Long-term care is expensive and many people just don’t want to go into the type of nursing home they can afford…the kind which often features shared rooms, impersonal cafeterias, and overworked-underpaid staff. Everyone wants the ideal they’ve set up in their mind whether it is for themselves or their loved one…this is the facility where living feels like home, the staff all love what they are doing, and money is a concern for no one.
For many people, living at home will never be an option because of the oft needed situation of 24 hour care needs. What is a family to do?
The truth is, Americans are getting older and we as a nation still have not come to terms with it. By the year 2050, one-third of the U.S. population will be 65 or older, according to the Congressional Budget Office. Around 4 percent of the population will be 85 or older at that point, and more than half of them will have difficulty performing some of the basic activities of daily living including include bathing, dressing, eating, walking, transferring out of a bed or chair, and using the toilet.
Older Americans need help now, but this is only the tip of the iceberg.

Tasks to carry out:
1. Reproduce the portion of the long-term care passage from "For many people, living" to "of the iceberg.".
2. Translate this sentence from the long-term care passage into Spanish: "Older Americans need help now, but this is only the tip of the iceberg."
3. Write a continuation of the long-term care passage that begins after its last sentence.

Given records:
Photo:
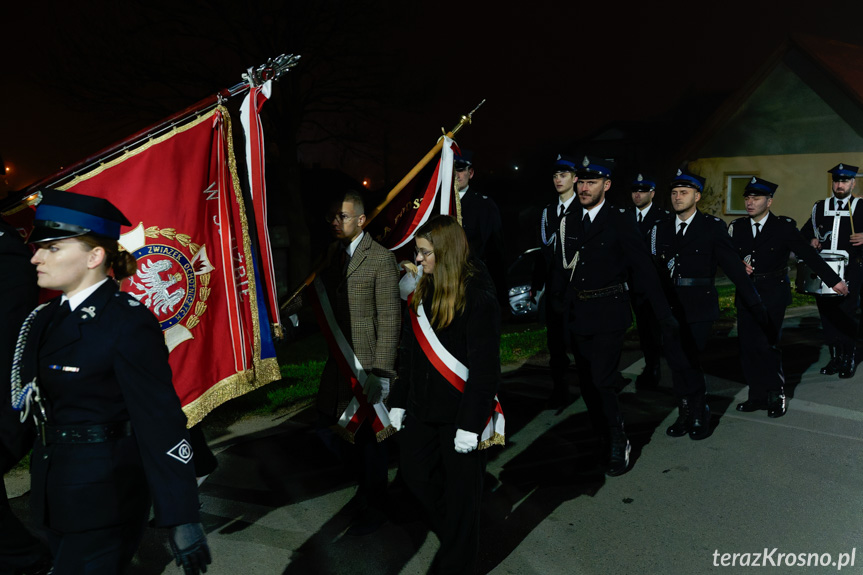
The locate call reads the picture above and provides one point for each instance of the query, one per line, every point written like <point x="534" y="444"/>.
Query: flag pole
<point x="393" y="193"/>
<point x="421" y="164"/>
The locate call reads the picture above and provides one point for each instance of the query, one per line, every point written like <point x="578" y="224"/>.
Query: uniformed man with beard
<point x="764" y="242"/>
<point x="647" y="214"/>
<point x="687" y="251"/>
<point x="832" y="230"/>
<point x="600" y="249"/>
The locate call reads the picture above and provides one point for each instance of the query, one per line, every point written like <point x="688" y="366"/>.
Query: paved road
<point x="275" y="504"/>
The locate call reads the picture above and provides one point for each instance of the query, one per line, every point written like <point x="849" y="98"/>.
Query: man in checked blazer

Answers for the exercise:
1.
For many people, living at home will never be an option because of the oft needed situation of 24 hour care needs. What is a family to do?
The truth is, Americans are getting older and we as a nation still have not come to terms with it. By the year 2050, one-third of the U.S. population will be 65 or older, according to the Congressional Budget Office. Around 4 percent of the population will be 85 or older at that point, and more than half of them will have difficulty performing some of the basic activities of daily living including include bathing, dressing, eating, walking, transferring out of a bed or chair, and using the toilet.
Older Americans need help now, but this is only the tip of the iceberg.

2. Los estadounidenses mayores necesitan ayuda ahora, pero esto es solo la punta del iceberg.

3.
The recent recession has made decisions for elders even more difficult. Many of them lost significant savings in the stock-market collapse. Others who might have thought they could rely on baby-boomer children to help care for them as they got older are now faced with the reality that their children may have to work much later in life then they themselves had. This economic considerations affect not only the American worker, but the decisions families are able to make for their elders.
To make matters worse, when elderly people move into assisted living they will often get sicker and be forced to move into a nursing home environment where care is more attentive but freedom is curtailed. Studies have shown that there are significant rates of depression among nursing home patients and even the thought of going into a nursing home often leads to elders contemplating suicide. The situation for them is two-fold at the very least: they often feel as if they are a financial burden to their families while at the same time fear the sense of vulnerability which comes with becoming a nursing home resident.
These are issues that all families eventually face and dilemmas that no one wishes on anyone. But thinking ahead and having a plan for the care of your parents and grandparents—and even for yourself in the coming years—will mitigate a number of concerns. At Bridge Care, we specialize in helping families grapple with these issues by providing sound advice and pointing you to resources that count. The statistics show that America isn’t getting any younger, what are you doing to plan for what everyone should expect?